- [PROVIDED RECORDS]:

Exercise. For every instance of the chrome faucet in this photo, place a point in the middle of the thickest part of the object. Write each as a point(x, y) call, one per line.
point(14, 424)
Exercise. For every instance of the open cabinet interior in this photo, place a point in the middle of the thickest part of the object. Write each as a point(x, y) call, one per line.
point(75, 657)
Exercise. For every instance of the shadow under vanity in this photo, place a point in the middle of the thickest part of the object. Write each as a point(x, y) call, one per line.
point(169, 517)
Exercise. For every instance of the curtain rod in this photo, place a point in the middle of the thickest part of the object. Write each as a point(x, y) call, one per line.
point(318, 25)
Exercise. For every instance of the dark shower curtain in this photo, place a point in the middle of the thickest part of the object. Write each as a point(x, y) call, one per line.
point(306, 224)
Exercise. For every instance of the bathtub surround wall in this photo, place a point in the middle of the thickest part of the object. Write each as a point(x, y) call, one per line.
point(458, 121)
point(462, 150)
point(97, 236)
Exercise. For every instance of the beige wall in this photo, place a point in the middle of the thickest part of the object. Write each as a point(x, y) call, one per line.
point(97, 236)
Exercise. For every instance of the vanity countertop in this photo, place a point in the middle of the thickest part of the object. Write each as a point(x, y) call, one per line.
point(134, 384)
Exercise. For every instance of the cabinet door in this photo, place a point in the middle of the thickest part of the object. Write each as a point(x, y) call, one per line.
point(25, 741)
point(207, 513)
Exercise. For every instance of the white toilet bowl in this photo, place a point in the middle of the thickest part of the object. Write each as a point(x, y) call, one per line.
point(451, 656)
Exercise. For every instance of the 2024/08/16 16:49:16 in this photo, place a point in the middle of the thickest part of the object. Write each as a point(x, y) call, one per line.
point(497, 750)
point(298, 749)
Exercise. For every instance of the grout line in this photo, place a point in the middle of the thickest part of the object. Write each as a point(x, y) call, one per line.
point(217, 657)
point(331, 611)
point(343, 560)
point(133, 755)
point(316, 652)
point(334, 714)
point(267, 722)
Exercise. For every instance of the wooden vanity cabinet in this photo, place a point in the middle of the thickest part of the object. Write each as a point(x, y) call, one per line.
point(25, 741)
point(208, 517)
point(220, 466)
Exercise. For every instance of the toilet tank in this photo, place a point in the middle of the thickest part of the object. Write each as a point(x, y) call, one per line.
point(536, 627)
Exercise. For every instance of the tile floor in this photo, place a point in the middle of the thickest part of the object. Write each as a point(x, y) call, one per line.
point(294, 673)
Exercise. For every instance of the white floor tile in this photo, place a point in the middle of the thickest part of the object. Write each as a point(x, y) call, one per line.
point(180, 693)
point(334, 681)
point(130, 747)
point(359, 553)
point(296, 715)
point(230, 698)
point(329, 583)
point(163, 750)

- [HOW TO COMPLETE THIS TASK]: Would you copy the entire listing exactly, missing nothing?

- [SOLUTION TO THIS EXERCISE]:
Exercise. For every instance of the chrome faucet in this photo, place a point in the middle of the thickest part of the object. Write each as a point(x, y) call, one per line.
point(14, 424)
Exercise. For every instance of the open cabinet interior in this photo, place a point in the middle of the thickest part of the object. Write each as a point(x, y) call, one per line.
point(75, 657)
Exercise. For every instance of the shadow under vanity in this photo, place a point in the middle of the thickest part of the object. Write each as a point(x, y) call, one per line.
point(169, 517)
Exercise. For every instance of the curtain rod in this photo, place a point in the middle of the thickest part of the object. Write each as a point(x, y) call, one per line.
point(318, 25)
Exercise. For every instance of the dark shower curtain in this photo, place a point in the middle of the thickest part of the object. Write each as a point(x, y) call, one per line.
point(306, 224)
Exercise. For every instance of the bathtub surround wall in this photo, place a point in the middle of the thickest part of the object. Write each as a point(x, y) call, one per line.
point(458, 121)
point(462, 150)
point(97, 236)
Exercise. For every instance of the beige wall in this photo, place a point in the middle of the thickest part of the object. Write each as a point(x, y) call, one per line.
point(97, 236)
Exercise. For every instance of the vanity countertop in this photo, place a point in the middle of the thickest part of the object. Write each as a point(x, y) call, one per line.
point(134, 384)
Exercise. For every instance of the cabinet door in this photo, place a point in the middle of the thickest part of the object. Write each as a point(x, y) call, one per line.
point(25, 741)
point(207, 513)
Exercise. For every instance of the white toilet bowl in this photo, place a point in the middle of the thickest part of the object. Write each as a point(x, y) call, one per line.
point(451, 656)
Exercise. For every instance of the 2024/08/16 16:49:16 in this photo, place a point in the middle of the thickest part of the object. Write each as a point(x, y) call, one per line.
point(497, 750)
point(298, 749)
Exercise. For every instance of the grout line in this photo, place a point in the middle of the thickest part of the object. Write each as a point(x, y) call, one per line.
point(217, 657)
point(331, 611)
point(343, 560)
point(133, 755)
point(316, 652)
point(334, 714)
point(267, 722)
Exercise. For every instance of the wooden vanity cabinet in this photo, place a point in the middle of the thickest part of the object. Write each as a point(x, y) call, one per line.
point(25, 741)
point(208, 517)
point(220, 466)
Exercise. For every instance of the toilet tank in this photo, place a point in the middle of the thickest part of the object. Write each as a point(x, y) call, one per line.
point(536, 627)
Exercise. For every instance of the tile floor in this photo, place a point in the middle of the thickest part of the object. Write each as a point(x, y) call, one per line.
point(294, 673)
Exercise. For every instance of the white floor tile in this photo, place a point in the middle of the thickest part of the object. Write each as a point(x, y) call, one per line.
point(180, 693)
point(334, 681)
point(130, 747)
point(359, 553)
point(296, 715)
point(230, 698)
point(329, 583)
point(163, 750)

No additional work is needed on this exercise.